### Work instructions
Transcribe the records below in their entirety, and leave out each image.

** Opening Given data block **

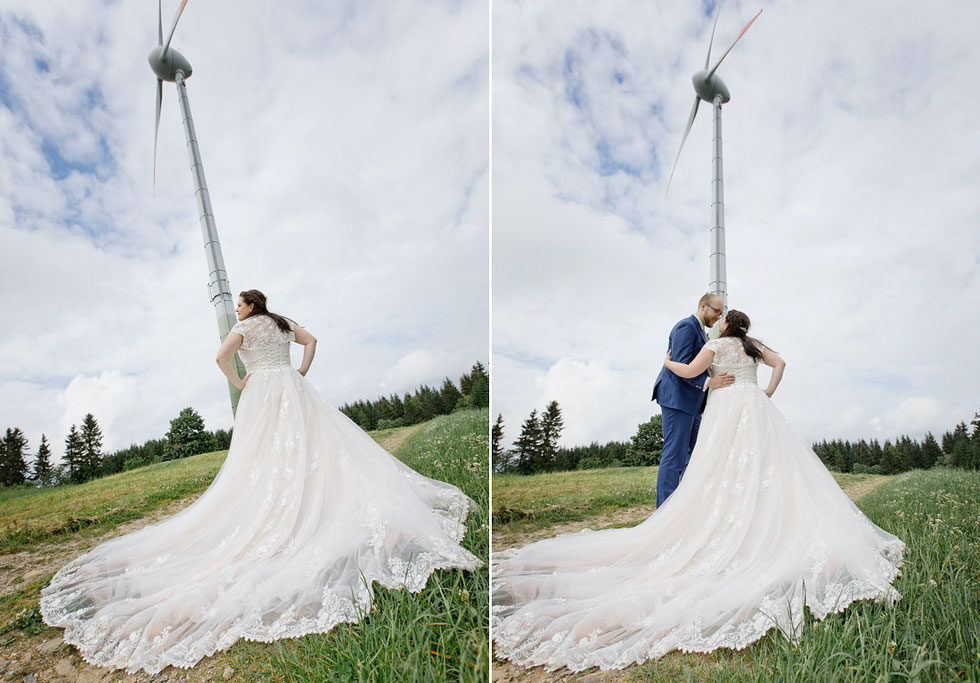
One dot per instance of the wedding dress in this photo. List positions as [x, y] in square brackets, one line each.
[756, 529]
[304, 514]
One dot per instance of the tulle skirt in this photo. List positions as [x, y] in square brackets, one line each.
[306, 512]
[756, 529]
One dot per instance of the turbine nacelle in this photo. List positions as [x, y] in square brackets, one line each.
[709, 86]
[166, 68]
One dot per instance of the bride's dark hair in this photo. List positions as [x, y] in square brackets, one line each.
[257, 299]
[738, 326]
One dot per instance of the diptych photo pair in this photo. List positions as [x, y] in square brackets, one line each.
[529, 341]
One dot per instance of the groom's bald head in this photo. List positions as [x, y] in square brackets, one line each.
[710, 308]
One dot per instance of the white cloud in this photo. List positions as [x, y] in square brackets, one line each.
[345, 147]
[851, 206]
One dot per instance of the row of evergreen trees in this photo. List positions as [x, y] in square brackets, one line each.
[959, 448]
[535, 449]
[84, 458]
[395, 411]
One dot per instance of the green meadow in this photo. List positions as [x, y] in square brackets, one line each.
[439, 634]
[931, 634]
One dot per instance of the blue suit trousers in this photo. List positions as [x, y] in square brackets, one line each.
[680, 434]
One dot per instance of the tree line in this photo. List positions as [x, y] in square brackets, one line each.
[535, 449]
[426, 403]
[85, 459]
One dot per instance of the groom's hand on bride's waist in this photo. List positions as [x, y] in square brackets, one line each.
[720, 381]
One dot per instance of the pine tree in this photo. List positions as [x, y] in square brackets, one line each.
[890, 460]
[496, 441]
[42, 465]
[948, 442]
[13, 467]
[187, 436]
[551, 426]
[528, 444]
[91, 447]
[647, 445]
[931, 453]
[74, 458]
[962, 455]
[449, 396]
[412, 410]
[862, 453]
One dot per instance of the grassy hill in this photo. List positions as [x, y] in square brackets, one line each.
[931, 634]
[438, 634]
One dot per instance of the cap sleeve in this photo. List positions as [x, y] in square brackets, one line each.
[242, 327]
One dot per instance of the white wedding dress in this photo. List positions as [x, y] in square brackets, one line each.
[756, 529]
[305, 512]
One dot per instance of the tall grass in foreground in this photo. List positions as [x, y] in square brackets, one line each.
[439, 634]
[931, 634]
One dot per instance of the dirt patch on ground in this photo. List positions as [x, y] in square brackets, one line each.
[393, 441]
[506, 672]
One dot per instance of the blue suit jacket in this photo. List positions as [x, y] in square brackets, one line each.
[671, 391]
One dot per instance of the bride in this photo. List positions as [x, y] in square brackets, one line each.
[756, 529]
[306, 512]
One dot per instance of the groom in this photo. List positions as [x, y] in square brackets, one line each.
[682, 400]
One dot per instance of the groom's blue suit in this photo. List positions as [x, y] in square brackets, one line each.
[681, 401]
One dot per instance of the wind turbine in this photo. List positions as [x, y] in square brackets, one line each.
[709, 87]
[171, 66]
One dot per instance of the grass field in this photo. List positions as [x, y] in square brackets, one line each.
[438, 634]
[526, 503]
[931, 634]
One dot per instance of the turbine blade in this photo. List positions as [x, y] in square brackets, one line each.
[711, 42]
[156, 131]
[741, 33]
[690, 122]
[166, 46]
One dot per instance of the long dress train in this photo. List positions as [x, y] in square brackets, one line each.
[756, 529]
[304, 514]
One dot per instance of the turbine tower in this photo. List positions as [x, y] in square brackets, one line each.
[171, 66]
[709, 87]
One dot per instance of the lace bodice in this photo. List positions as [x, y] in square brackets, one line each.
[730, 357]
[265, 346]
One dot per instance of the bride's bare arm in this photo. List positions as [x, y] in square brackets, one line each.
[227, 349]
[773, 360]
[699, 364]
[309, 348]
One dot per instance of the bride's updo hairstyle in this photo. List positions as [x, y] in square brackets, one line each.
[738, 326]
[257, 299]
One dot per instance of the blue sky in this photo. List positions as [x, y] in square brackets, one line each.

** Closing Given data block **

### Answer for this exercise
One dot per instance of the wedding dress in this photo. List positions as [x, y] in square brackets, one line each.
[756, 529]
[304, 514]
One dot per instance of the tulle skirt in this photo. List positions as [x, y] in square brackets, one line each.
[306, 512]
[756, 529]
One dot per instance of the turbine nacelle in this photo. List positions as [x, y] in square brackets, one line each.
[709, 86]
[166, 68]
One dot per instance of the bride's dark hair in this photo. List positions as [x, y] in square brackets, one line each.
[257, 299]
[738, 326]
One dot per instance of the diptych photo pair in this photo. List positions as [x, y] in square brackets, one line each.
[529, 341]
One dot per instance of the groom's bald head in this photo. List positions as [x, y] in square brackets, one line each.
[710, 308]
One dot per instance of the white cloud in this photo. List positions as [x, y] in square brackets, one line each.
[345, 147]
[851, 206]
One dot per instance of the row of evergreen trees in this photo. List positions as [x, y] in square brackets, one line each.
[959, 448]
[535, 449]
[84, 458]
[395, 411]
One dot per instance of the green meadow in this photo. List positions as [x, y] in square brackets, one line each.
[439, 634]
[931, 634]
One dot per instance of the blue suit trousers in this photo. List positions as [x, y] in square brackets, one line each.
[680, 434]
One dot per instance of the tree line in this photo. List positions as [x, y] in square brackets, one line each.
[535, 449]
[426, 403]
[85, 459]
One dot per instance of the groom's hand on bride's waist in this photo. List positions as [x, y] in square brackets, one line each.
[720, 381]
One dot per instance of the pine tree in this photo. List positions as [x, y] in square brackets, one line each.
[890, 460]
[496, 441]
[42, 465]
[948, 442]
[13, 467]
[187, 436]
[551, 426]
[528, 444]
[91, 447]
[647, 445]
[931, 453]
[74, 458]
[962, 455]
[449, 396]
[412, 410]
[862, 453]
One dot per instance of the grassy hill in this photo. List positions as [x, y] in square brackets, one line each.
[931, 634]
[438, 634]
One dot per instance of the cap sleeve in this photo. List positions as [x, y] in square brackets, one line each.
[242, 327]
One dot per instance of the white wedding dress in this photo. List positions as [x, y] in square brackets, one line each.
[756, 529]
[305, 512]
One dot per instance of the tall grass in foreground in this photo. List positions as [x, y] in square brackets, one line each.
[439, 634]
[931, 634]
One dot per instance of the dirt patch on ground in this photo. List positions as [x, y] in square brackets, one line each.
[393, 441]
[506, 672]
One dot per instance of the blue suit jacket in this photo. List positions as [x, y] in square brackets, one line each.
[671, 391]
One dot per instance of the bride in this photo. List positions as [x, y] in square brackets, one line each.
[756, 529]
[306, 512]
One dot per instance of the groom in this photo. List positions as [x, y] in square brackets, one line each.
[682, 400]
One dot per instance of the groom's blue suit in this photo. List positions as [x, y] in square brackets, one line each.
[681, 401]
One dot per instance of the wind turbine in this photo. List positions as [x, y] in square brackets, one line each.
[709, 87]
[171, 66]
One dot per instance of the grass field in this photo. List positions as [x, y] in square brackets, one line each.
[438, 634]
[526, 503]
[931, 634]
One dot per instance of the turbine blade in this photo. List positions as [x, y] in square brackets, one line each.
[711, 42]
[156, 131]
[741, 33]
[690, 122]
[166, 46]
One dot per instance of the long dress train in this photo. List positions as [x, y] in square brackets, one line each.
[756, 529]
[304, 514]
One dot per instance of the turbine tower in this photo. List positions as [x, y] in square brackets, one line each.
[171, 66]
[709, 87]
One dot per instance of the lace bodice in this photo. List positions as [x, y] in square brackets, one line each.
[730, 357]
[265, 346]
One dot per instance of the bride's bare arm in this photo. List positions as [x, y] in square brackets, one line each.
[227, 349]
[773, 360]
[699, 364]
[309, 348]
One dot per instance of the bride's updo hairstyle in this photo. List positions as [x, y] in square brackets, one line each.
[738, 326]
[257, 299]
One dot per instance of the blue sky in this photo. List positions as [x, y] in square brackets, one line each.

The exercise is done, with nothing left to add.